→ Soal
Salin persis bagian teks tentang korban Itaewon di bawah ini, mulai dari "Ahn mendapat kabar" dan berakhir di "di Ewha University Mok-dong Hospital.".

→ Teks latihan
_ _ _ _ _

Kepada media Chosun Ilbo, Kim menuturkan, putrinya telah memesan salah satu tempat makan terbaik di kawasan Uiwang. Menurut rencana, mereka akan merayakan peringatan ulang tahun Kim di sana pada Minggu (30/10/2022).
Kim mengatakan, putrinya pamit untuk merayakan Halloween di kawasan Itaewon pada Sabtu sore. Ia pergi bersama temannya ke kawasan hiburan malam di Seoul tersebut. Kecuali pada 2020-2021 karena pandemi Covid-19, Itaewon selalu diramaikan orang-orang yang merayakan Halloween setiap akhir Oktober. Di tahun-tahun sebelumnya, tidak ada petaka seperti 2022.
Tahun ini, Kim tidak bisa menghubungi putrinya sejak Sabtu malam. Pada Minggu, di hari seharusnya dia dan keluarganya merayakan ulang tahun, Kim mendapati putrinya di kamar jenazah Ewha University Mok-dong Hospital.
Kim bukan satu-satunya orangtua yang mendapati jenazah anaknya di rumah sakit itu. Ahn (54) juga mendapati putrinya, Seo (20), sudah meninggal di rumah sakit itu. ”Dia satu-satunya hiburan saya setelah suami saya meninggal,” kata perempuan itu kepada Chosun Ilbo.
Demi menemami ibunya, Seo memilih bekerja dekat rumah dan tidak kuliah. Selain alasan biaya, bekerja dekat rumah membuatnya bisa tetap tinggal bersama ibunya. Seo bekerja di rumah sakit dan kedai makan.
Ahn mendapat kabar duka pada Sabtu tengah malam. Awalnya, ia menuju Itaewon untuk mencari tahu nasib putrinya. Dari sana, ia beranjak ke Soonchunhyang University Hospital yang tidak jauh dari lokasi. Setelah menanti dari tengah malam hingga Minggu pagi, Ahn akhirnya diberi tahu petugas bahwa putrinya sudah meninggal. Jenazah putrinya ada di Ewha University Mok-dong Hospital.

_ _ _ _ _

[Data yang diambil dari sebuah kumpulan]
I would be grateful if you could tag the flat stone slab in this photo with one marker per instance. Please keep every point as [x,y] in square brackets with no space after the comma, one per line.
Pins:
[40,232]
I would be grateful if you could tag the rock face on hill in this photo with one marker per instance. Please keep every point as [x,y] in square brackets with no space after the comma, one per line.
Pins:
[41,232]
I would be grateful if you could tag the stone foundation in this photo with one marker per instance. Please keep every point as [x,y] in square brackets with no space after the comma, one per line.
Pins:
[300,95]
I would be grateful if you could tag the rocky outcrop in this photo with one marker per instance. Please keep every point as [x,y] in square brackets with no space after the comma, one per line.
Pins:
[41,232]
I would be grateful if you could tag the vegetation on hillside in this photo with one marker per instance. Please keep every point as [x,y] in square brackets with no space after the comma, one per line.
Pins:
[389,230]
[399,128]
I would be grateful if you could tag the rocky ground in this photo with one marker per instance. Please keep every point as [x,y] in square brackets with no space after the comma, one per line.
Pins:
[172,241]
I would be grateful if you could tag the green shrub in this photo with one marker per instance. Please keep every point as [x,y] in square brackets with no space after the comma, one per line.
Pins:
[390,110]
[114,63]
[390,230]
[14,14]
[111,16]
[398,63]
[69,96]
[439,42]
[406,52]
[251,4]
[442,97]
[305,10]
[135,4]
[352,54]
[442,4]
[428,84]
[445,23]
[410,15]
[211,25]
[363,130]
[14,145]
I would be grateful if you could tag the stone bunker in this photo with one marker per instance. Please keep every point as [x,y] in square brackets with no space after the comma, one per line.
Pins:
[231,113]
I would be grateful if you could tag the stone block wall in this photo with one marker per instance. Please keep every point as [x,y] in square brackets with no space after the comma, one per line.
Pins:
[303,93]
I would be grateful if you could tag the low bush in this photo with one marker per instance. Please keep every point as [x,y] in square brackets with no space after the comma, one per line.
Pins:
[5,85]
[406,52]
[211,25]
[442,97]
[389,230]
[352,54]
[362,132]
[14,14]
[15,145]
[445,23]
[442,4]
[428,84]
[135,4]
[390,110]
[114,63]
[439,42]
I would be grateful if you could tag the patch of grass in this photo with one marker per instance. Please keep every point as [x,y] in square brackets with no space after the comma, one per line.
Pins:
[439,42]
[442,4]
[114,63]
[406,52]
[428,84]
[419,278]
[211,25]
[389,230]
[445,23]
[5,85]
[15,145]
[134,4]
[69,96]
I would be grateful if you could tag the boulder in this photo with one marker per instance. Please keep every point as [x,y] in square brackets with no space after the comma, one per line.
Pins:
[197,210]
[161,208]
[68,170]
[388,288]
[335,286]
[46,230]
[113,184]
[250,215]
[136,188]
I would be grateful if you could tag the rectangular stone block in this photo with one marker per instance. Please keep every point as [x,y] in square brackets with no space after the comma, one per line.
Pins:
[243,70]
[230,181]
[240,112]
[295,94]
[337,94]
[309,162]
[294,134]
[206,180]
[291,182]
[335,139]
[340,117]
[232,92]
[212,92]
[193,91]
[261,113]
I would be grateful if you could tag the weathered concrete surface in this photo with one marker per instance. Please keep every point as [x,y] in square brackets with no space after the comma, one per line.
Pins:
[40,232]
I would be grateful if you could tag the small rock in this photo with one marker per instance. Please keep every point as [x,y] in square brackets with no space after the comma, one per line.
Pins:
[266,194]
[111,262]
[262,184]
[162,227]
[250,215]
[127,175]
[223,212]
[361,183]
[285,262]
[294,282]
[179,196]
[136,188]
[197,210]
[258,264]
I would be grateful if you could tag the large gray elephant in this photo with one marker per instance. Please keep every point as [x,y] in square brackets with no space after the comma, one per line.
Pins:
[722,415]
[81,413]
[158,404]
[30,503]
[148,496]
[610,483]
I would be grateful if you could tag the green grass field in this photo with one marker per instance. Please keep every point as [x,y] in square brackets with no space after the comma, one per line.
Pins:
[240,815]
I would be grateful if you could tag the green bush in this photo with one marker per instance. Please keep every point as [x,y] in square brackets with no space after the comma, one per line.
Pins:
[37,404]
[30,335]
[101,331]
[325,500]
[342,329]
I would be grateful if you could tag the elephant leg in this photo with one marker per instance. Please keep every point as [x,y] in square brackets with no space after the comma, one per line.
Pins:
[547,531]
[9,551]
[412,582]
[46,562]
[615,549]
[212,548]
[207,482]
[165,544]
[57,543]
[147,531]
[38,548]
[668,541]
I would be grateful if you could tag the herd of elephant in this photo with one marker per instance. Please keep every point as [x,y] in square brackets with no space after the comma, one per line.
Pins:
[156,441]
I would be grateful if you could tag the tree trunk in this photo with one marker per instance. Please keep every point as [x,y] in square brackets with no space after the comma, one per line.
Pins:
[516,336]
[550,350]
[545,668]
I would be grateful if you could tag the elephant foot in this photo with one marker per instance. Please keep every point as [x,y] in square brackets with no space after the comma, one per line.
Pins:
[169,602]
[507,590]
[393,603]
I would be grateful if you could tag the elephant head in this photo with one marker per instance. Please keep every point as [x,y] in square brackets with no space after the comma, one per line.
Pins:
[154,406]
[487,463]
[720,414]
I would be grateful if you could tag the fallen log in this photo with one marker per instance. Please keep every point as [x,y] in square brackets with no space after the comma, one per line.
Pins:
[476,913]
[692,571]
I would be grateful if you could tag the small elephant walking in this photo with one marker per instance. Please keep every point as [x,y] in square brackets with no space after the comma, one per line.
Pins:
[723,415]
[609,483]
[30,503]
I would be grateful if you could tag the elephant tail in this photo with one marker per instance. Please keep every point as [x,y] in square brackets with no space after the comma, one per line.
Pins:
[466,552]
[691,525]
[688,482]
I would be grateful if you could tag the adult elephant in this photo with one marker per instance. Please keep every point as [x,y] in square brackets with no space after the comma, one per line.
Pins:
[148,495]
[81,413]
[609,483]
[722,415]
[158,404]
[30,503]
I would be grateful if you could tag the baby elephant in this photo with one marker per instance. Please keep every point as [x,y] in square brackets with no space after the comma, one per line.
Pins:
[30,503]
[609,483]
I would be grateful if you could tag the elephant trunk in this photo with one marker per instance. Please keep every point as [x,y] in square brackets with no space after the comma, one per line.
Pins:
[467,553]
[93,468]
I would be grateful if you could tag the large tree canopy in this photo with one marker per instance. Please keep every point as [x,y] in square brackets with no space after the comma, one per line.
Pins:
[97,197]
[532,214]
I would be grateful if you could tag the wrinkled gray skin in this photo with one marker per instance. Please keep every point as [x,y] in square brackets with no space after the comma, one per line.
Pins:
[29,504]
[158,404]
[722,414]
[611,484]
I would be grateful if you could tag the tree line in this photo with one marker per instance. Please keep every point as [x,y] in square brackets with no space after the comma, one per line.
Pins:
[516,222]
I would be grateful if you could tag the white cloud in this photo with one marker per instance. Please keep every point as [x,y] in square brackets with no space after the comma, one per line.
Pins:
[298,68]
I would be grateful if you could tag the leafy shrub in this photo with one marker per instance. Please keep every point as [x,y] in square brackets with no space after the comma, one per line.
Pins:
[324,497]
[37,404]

_ _ _ _ _

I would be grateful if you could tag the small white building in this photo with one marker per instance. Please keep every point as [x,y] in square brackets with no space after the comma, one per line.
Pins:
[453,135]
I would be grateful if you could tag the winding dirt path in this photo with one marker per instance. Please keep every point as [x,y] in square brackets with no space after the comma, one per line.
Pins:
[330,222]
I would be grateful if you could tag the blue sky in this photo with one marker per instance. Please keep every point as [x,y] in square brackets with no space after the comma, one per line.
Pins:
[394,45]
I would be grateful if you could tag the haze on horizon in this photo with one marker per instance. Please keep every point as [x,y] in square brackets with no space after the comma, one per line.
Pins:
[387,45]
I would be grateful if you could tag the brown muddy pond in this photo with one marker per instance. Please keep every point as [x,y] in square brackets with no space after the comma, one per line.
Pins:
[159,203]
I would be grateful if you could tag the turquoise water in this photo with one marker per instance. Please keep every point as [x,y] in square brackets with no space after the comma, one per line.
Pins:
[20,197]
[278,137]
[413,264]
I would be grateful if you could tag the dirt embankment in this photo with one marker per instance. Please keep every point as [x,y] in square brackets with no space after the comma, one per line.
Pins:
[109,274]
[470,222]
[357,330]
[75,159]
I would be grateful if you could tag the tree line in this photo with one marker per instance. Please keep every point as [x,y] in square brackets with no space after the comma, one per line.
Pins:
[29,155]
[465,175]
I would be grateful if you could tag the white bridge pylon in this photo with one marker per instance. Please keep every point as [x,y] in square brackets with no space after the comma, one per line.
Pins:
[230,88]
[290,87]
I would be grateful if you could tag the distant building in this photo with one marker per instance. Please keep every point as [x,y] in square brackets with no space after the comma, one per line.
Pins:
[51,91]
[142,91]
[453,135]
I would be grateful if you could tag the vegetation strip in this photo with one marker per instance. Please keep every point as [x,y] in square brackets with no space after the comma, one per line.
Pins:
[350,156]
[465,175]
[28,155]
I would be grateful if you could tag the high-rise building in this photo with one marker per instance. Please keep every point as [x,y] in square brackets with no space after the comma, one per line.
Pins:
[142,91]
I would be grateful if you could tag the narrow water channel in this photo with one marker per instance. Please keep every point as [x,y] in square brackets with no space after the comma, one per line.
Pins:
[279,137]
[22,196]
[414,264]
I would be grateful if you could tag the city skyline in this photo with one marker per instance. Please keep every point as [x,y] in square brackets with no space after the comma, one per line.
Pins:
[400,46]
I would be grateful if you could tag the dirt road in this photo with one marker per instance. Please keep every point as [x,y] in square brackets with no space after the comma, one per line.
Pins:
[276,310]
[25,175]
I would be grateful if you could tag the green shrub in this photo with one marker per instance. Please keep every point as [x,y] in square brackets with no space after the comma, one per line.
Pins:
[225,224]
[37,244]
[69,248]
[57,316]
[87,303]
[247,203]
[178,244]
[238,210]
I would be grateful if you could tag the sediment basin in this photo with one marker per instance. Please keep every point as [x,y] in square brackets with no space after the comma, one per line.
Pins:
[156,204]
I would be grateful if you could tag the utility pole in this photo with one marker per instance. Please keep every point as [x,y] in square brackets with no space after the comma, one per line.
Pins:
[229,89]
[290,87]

_ _ _ _ _

→ Jawaban latihan ini
Ahn mendapat kabar duka pada Sabtu tengah malam. Awalnya, ia menuju Itaewon untuk mencari tahu nasib putrinya. Dari sana, ia beranjak ke Soonchunhyang University Hospital yang tidak jauh dari lokasi. Setelah menanti dari tengah malam hingga Minggu pagi, Ahn akhirnya diberi tahu petugas bahwa putrinya sudah meninggal. Jenazah putrinya ada di Ewha University Mok-dong Hospital.